→ **What to do**:
Everything from the line containing "of the bare" down to the last line of the entries below must be transcribed exactly, and nothing else.

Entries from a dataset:
──────────────────────────────

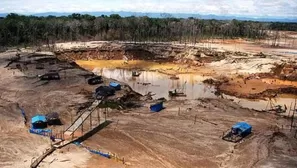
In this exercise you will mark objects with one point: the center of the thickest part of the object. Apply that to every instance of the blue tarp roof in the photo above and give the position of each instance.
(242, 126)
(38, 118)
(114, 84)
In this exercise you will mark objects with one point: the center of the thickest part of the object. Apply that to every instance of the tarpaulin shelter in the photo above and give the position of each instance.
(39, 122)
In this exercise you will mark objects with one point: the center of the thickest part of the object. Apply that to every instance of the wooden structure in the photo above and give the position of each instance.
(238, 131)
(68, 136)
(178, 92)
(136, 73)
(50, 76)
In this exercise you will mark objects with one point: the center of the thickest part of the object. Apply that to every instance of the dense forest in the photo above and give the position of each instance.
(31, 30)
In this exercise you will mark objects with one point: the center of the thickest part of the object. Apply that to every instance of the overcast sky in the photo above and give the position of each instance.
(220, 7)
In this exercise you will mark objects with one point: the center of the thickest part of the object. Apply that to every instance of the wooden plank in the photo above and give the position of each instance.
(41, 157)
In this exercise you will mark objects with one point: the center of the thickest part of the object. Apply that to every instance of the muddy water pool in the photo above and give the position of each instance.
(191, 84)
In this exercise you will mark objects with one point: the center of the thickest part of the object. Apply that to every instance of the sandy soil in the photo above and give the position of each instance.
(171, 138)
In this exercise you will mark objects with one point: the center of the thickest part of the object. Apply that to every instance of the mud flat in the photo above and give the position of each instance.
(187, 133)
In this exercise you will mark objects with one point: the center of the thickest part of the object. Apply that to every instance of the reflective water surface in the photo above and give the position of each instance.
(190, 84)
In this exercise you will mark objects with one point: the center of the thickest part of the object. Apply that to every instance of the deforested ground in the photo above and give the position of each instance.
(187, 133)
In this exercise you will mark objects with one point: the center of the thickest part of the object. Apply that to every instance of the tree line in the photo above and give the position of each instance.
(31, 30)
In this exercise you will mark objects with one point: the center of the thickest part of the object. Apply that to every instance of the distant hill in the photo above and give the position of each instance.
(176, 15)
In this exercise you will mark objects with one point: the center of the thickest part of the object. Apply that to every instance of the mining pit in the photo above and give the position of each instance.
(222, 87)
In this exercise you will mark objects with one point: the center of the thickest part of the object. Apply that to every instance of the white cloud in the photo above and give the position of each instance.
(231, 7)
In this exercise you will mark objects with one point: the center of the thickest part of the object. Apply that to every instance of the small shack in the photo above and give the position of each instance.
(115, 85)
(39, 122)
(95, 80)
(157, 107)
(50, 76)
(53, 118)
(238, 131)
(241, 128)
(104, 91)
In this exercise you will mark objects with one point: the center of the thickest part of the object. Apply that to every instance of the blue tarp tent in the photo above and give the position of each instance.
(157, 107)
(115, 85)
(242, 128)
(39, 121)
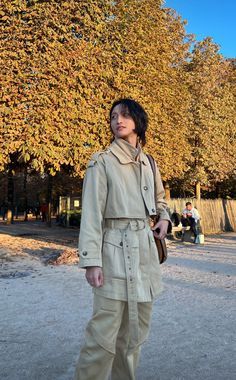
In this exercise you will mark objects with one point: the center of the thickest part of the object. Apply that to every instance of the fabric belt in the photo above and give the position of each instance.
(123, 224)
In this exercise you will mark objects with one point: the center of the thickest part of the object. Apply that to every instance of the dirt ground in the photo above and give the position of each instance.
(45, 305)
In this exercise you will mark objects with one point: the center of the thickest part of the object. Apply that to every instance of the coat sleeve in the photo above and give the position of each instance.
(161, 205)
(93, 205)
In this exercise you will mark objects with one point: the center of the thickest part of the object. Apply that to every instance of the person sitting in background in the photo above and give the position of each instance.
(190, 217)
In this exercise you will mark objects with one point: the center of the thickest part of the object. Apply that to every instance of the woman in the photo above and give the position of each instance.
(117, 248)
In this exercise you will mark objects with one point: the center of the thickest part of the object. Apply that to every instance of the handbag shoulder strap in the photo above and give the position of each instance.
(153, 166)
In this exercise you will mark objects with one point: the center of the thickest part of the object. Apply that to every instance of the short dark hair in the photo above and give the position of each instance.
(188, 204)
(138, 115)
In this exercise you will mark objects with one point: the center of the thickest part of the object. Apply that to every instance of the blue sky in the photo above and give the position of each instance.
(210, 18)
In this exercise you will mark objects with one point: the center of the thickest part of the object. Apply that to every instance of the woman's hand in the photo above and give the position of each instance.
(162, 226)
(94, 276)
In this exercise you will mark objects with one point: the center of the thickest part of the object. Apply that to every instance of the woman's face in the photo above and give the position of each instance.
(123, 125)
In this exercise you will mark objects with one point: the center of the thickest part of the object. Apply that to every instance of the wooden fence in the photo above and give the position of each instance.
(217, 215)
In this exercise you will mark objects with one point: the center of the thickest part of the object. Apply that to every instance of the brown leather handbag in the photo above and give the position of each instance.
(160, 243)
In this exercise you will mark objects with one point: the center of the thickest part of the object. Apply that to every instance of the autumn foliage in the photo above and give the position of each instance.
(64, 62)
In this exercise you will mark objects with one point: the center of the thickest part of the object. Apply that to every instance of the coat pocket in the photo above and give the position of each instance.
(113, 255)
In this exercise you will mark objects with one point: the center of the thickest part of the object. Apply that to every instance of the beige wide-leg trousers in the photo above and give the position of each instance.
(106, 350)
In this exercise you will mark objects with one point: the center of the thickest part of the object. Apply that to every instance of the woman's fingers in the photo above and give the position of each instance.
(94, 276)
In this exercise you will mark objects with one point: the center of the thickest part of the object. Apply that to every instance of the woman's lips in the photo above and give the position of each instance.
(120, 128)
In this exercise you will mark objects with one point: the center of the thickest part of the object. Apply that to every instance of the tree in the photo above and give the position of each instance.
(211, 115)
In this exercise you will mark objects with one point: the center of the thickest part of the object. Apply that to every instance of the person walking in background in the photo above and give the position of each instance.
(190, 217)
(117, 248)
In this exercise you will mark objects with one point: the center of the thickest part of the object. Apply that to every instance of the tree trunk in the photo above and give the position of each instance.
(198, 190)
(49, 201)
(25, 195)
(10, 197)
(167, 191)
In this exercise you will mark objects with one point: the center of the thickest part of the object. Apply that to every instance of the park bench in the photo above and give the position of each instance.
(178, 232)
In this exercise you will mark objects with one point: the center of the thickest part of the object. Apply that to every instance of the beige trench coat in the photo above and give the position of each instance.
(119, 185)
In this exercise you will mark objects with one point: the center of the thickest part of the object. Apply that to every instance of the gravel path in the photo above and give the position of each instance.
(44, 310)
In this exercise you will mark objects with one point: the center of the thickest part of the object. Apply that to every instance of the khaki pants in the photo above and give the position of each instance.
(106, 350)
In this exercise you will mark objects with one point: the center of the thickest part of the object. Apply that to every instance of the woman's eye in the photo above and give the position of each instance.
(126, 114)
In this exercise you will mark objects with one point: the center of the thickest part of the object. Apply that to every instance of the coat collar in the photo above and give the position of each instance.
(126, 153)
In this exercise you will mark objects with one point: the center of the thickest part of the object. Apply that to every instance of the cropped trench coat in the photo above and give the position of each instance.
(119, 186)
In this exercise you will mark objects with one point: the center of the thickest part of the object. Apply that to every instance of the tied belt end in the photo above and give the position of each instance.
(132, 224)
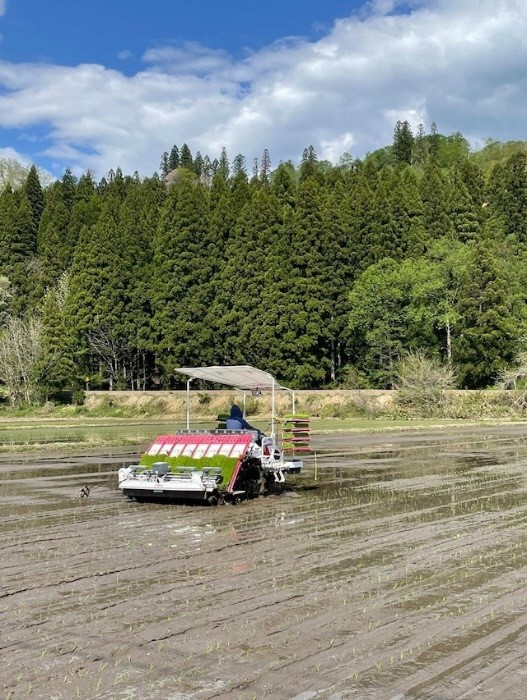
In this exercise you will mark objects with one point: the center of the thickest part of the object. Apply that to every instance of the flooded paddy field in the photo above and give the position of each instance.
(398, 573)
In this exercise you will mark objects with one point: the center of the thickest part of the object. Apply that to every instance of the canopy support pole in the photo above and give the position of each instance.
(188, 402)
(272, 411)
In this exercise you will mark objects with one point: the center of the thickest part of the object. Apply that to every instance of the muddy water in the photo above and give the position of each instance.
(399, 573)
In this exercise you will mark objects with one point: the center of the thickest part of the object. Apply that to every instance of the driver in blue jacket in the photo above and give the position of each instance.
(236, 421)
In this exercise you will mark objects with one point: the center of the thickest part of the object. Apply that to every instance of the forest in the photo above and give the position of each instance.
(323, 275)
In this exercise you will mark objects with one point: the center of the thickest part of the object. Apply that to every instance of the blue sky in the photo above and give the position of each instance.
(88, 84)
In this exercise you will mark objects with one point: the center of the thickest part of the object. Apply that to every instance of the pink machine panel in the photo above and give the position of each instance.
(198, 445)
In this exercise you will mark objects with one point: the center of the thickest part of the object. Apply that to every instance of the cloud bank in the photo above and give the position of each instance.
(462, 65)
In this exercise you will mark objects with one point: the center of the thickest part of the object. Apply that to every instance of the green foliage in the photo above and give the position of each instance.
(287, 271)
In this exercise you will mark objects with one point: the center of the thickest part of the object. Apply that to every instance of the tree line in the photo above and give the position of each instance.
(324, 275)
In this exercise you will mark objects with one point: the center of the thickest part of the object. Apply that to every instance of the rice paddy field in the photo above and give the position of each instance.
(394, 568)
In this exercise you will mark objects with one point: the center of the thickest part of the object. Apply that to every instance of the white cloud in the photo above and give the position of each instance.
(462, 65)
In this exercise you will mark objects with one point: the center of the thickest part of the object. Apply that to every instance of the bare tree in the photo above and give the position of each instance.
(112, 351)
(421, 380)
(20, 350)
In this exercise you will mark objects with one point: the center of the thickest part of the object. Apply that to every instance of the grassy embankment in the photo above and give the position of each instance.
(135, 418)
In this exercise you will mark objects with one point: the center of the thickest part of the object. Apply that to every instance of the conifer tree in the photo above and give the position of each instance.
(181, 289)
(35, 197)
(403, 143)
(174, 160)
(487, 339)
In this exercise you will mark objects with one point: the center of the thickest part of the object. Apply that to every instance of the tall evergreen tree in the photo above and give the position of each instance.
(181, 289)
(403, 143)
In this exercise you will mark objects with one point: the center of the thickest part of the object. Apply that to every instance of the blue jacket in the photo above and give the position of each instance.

──────────────────────────────

→ **Response to this exercise**:
In this exercise you will mark objects with one point: the center of the thickest part of the object. Apply that to every instance of the bare tree in the photo above and give the position of each instance.
(112, 351)
(421, 380)
(20, 350)
In this exercise you will mark objects with one point: the center of the thickest part of the object. Apply that to every instance of the grassy embankment in the photo above and give the position of each instance.
(135, 418)
In this exercise you will mark objects with one point: the center of the thickest part of the object. Apply that to every instance of the conifer tree in the photo above and give the position of each instance.
(181, 289)
(35, 197)
(403, 143)
(174, 160)
(487, 339)
In this exercise you will mark objects with one point: the center of the thickest part of the object. Apply that to every instance of the tall evergreen tree in the photo above and give the position of each instance.
(181, 289)
(403, 143)
In this exercise you will mark objects with one point: the center of the thickest part of the object. Apply that to every instance of the blue jacket in the photo above and give the position of each instance.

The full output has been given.